[Records from a data source]
::::::

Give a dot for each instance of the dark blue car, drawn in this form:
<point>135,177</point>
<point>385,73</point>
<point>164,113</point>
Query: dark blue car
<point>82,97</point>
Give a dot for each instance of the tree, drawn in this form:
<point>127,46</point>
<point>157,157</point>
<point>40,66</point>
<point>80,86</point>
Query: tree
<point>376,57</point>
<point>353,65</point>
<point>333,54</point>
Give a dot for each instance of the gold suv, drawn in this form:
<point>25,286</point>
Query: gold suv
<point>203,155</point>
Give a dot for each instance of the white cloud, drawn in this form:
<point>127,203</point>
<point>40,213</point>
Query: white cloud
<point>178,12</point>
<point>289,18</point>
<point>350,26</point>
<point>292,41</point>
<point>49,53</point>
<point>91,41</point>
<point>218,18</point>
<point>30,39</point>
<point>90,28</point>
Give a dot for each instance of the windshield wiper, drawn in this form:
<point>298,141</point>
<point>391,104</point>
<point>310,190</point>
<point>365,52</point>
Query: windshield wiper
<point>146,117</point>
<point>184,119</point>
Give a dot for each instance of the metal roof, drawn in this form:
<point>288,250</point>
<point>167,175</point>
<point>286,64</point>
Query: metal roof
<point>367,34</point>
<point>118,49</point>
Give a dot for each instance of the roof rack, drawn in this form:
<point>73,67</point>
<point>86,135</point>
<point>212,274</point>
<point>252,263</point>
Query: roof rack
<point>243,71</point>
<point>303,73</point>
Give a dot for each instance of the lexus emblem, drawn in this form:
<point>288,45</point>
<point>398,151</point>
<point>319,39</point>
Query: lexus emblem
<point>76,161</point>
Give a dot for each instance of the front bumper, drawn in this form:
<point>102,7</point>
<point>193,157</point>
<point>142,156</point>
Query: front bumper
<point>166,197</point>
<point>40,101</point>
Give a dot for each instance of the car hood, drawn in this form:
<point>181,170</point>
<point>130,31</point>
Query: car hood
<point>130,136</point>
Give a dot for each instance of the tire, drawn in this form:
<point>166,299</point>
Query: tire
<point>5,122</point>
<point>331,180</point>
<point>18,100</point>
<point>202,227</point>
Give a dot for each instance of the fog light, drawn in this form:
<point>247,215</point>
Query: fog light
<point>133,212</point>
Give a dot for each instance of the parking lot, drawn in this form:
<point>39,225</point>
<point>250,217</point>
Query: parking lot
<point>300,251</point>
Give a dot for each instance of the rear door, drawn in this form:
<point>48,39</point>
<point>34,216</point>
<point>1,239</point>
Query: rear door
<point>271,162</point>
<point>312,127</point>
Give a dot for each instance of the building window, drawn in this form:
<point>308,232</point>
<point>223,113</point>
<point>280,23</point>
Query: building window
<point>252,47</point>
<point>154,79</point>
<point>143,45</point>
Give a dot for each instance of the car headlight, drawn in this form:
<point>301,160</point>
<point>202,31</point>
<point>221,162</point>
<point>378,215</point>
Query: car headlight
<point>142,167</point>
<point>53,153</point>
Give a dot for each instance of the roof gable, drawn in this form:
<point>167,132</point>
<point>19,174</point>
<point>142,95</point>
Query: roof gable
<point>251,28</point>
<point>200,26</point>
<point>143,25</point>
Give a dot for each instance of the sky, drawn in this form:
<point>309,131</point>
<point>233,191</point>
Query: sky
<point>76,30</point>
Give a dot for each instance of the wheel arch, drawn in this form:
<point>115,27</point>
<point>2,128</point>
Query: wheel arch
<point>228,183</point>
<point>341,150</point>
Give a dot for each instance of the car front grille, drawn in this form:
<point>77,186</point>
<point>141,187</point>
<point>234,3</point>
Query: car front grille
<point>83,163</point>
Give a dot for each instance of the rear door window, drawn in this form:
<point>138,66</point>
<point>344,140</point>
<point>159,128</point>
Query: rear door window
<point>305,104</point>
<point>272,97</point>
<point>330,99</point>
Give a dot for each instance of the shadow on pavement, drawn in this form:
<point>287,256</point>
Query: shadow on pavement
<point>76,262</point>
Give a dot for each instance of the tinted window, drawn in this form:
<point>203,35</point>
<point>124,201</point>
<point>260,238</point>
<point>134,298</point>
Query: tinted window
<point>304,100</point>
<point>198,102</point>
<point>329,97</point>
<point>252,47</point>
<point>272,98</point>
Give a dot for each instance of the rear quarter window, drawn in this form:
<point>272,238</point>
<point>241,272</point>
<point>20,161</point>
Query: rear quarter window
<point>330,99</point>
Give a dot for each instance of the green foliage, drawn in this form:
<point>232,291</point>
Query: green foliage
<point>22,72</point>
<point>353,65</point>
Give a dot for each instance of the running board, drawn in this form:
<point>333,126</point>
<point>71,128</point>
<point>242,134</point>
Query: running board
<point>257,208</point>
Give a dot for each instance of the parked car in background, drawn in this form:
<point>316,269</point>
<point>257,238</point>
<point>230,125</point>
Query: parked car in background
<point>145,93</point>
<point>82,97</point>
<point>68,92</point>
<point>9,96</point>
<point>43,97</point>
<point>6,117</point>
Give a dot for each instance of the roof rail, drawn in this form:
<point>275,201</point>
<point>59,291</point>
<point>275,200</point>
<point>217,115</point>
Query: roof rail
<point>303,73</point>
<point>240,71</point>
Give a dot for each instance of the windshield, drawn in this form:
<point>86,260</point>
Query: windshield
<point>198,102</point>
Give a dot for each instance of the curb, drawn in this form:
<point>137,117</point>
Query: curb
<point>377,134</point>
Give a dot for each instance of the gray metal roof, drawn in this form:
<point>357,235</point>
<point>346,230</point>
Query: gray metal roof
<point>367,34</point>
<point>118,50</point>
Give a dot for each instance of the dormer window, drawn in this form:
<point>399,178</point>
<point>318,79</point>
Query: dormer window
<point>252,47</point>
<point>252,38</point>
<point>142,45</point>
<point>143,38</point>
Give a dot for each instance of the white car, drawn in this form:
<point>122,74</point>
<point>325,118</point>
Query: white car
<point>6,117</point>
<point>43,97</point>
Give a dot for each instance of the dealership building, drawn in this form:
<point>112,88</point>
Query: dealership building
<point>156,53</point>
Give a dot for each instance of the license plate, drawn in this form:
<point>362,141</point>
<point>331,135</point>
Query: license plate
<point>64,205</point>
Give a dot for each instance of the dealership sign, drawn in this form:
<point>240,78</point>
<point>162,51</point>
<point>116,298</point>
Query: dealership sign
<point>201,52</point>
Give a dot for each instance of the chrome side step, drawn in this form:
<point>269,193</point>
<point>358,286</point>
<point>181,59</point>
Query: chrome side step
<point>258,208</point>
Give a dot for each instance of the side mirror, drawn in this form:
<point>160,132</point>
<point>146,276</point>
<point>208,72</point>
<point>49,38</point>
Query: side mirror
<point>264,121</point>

::::::

> Written problem: Send back every record, precisely as written.

> The reply:
Give a dot for each instance of the dark blue car, drawn in this form:
<point>135,177</point>
<point>385,73</point>
<point>164,113</point>
Query: dark blue car
<point>82,97</point>
Give a dot for each instance of the tree, drawn in this form:
<point>127,46</point>
<point>157,157</point>
<point>40,66</point>
<point>80,86</point>
Query: tree
<point>376,57</point>
<point>353,65</point>
<point>333,54</point>
Give a dot for each instance of the gold suv, drawn in this form:
<point>25,286</point>
Query: gold suv
<point>203,155</point>
Give a dot for each instance of the white cloud, drawn in this form:
<point>127,203</point>
<point>40,213</point>
Query: white cloud
<point>178,12</point>
<point>289,18</point>
<point>350,26</point>
<point>292,41</point>
<point>49,53</point>
<point>91,41</point>
<point>218,18</point>
<point>30,39</point>
<point>90,28</point>
Give a dot for each instance of the windshield wiper, drawn in this form:
<point>298,141</point>
<point>391,104</point>
<point>310,190</point>
<point>365,52</point>
Query: windshield wiper
<point>146,117</point>
<point>184,119</point>
Give a dot for each instance of the metal roof, drawn in this form:
<point>288,250</point>
<point>167,175</point>
<point>286,64</point>
Query: metal roof
<point>367,34</point>
<point>118,49</point>
Give a dot for each instance of the roof rack, drawn in this form:
<point>73,67</point>
<point>86,135</point>
<point>212,274</point>
<point>252,263</point>
Query: roof rack
<point>243,71</point>
<point>303,73</point>
Give a dot for each instance of the lexus emblem, drawn in this form:
<point>288,45</point>
<point>398,151</point>
<point>319,39</point>
Query: lexus emblem
<point>76,161</point>
Give a dot for each instance of the front bumper, drawn in this form:
<point>102,7</point>
<point>193,157</point>
<point>142,156</point>
Query: front bumper
<point>166,197</point>
<point>40,101</point>
Give a dot for each instance of the car hood, drawn in this form:
<point>181,170</point>
<point>130,31</point>
Query: car hood
<point>130,136</point>
Give a dot for each instance of the tire, drawn in this form:
<point>166,299</point>
Query: tire
<point>5,122</point>
<point>331,180</point>
<point>18,100</point>
<point>202,227</point>
Give a dot for each instance of the fog light, drawn in this form:
<point>247,215</point>
Query: fog light
<point>133,212</point>
Give a dot for each instance of the parking lot, drawn in this form:
<point>39,225</point>
<point>250,217</point>
Query: parking lot
<point>300,251</point>
Give a dot for each instance of the rear door, drawn in this form:
<point>48,39</point>
<point>34,216</point>
<point>1,239</point>
Query: rear door
<point>271,162</point>
<point>312,127</point>
Give a dot for each instance of the building window, drawn in this form:
<point>308,232</point>
<point>223,113</point>
<point>280,23</point>
Query: building window
<point>252,47</point>
<point>154,79</point>
<point>143,45</point>
Give a dot for each instance of the car headlight, drawn in this form:
<point>301,160</point>
<point>202,31</point>
<point>221,162</point>
<point>378,215</point>
Query: car headlight
<point>142,167</point>
<point>53,153</point>
Give a dot for each instance of the roof gable, drawn in this form:
<point>167,132</point>
<point>19,174</point>
<point>142,95</point>
Query: roof gable
<point>251,28</point>
<point>200,26</point>
<point>143,25</point>
Give a dot for each instance of the sky, drawn in this form:
<point>309,131</point>
<point>233,191</point>
Query: sky
<point>76,30</point>
Give a dot for each instance of the wheel arch, drawn in this form:
<point>115,27</point>
<point>2,128</point>
Query: wheel arch
<point>228,183</point>
<point>341,150</point>
Give a dot for each instance of the car front grille, drawn in this form:
<point>77,186</point>
<point>141,187</point>
<point>234,3</point>
Query: car front grille
<point>83,163</point>
Give a dot for each instance of the rear door window, drawn in this form:
<point>138,66</point>
<point>344,140</point>
<point>159,128</point>
Query: rear door window
<point>305,104</point>
<point>272,97</point>
<point>330,99</point>
Give a dot for each instance of the shadow on pavement, drawn in this form:
<point>287,256</point>
Query: shadow on pavement
<point>76,262</point>
Give a dot for each instance of the tinted window, drawn in this form:
<point>203,35</point>
<point>124,201</point>
<point>260,238</point>
<point>134,298</point>
Query: tinted window
<point>304,100</point>
<point>198,102</point>
<point>329,97</point>
<point>252,47</point>
<point>272,98</point>
Give a dot for each instance of the rear quarter window, drawn in this form:
<point>272,238</point>
<point>241,272</point>
<point>20,161</point>
Query: rear quarter window
<point>330,99</point>
Give a dot for each instance of the green foliage, drawn in this form:
<point>232,291</point>
Query: green foliage
<point>22,72</point>
<point>353,65</point>
Give a dot for each instance of the running board, drawn in this form:
<point>333,126</point>
<point>71,128</point>
<point>242,134</point>
Query: running board
<point>257,208</point>
Give a dot for each instance of the parked car in background, drawn in this form:
<point>316,269</point>
<point>257,238</point>
<point>230,125</point>
Query: parked car in background
<point>145,93</point>
<point>82,97</point>
<point>68,92</point>
<point>9,96</point>
<point>43,97</point>
<point>6,117</point>
Give a dot for each instance of the roof rail, drawn in this form:
<point>275,201</point>
<point>59,291</point>
<point>275,200</point>
<point>217,115</point>
Query: roof rail
<point>303,73</point>
<point>240,71</point>
Give a dot for each instance of the windshield, drawn in this form:
<point>86,260</point>
Query: windshield
<point>198,102</point>
Give a dot for each instance of the curb, drawn in this form:
<point>137,117</point>
Query: curb
<point>377,134</point>
Give a dot for each instance of the gray metal roof, drawn in this form:
<point>357,235</point>
<point>346,230</point>
Query: gray metal roof
<point>367,34</point>
<point>118,50</point>
Give a dot for each instance of the dormer window, drawn in this form:
<point>399,178</point>
<point>318,79</point>
Query: dormer window
<point>252,47</point>
<point>252,38</point>
<point>142,45</point>
<point>143,38</point>
Give a dot for each instance of the white car, drawn in this form:
<point>122,74</point>
<point>325,118</point>
Query: white car
<point>6,117</point>
<point>43,97</point>
Give a dot for each instance of the dealership building, drawn in this form:
<point>112,88</point>
Query: dealership building
<point>156,53</point>
Give a dot for each instance of the license plate, drawn in this form:
<point>362,141</point>
<point>331,135</point>
Query: license plate
<point>64,205</point>
Give a dot for each instance of the dealership sign, drawn in this form:
<point>240,78</point>
<point>162,51</point>
<point>116,298</point>
Query: dealership sign
<point>201,52</point>
Give a dot for each instance of the chrome side step, drawn in this form:
<point>269,193</point>
<point>358,286</point>
<point>181,59</point>
Query: chrome side step
<point>258,208</point>
Give a dot for each instance of the side mirror, drawn in this form:
<point>160,132</point>
<point>146,276</point>
<point>208,72</point>
<point>49,38</point>
Query: side mirror
<point>264,121</point>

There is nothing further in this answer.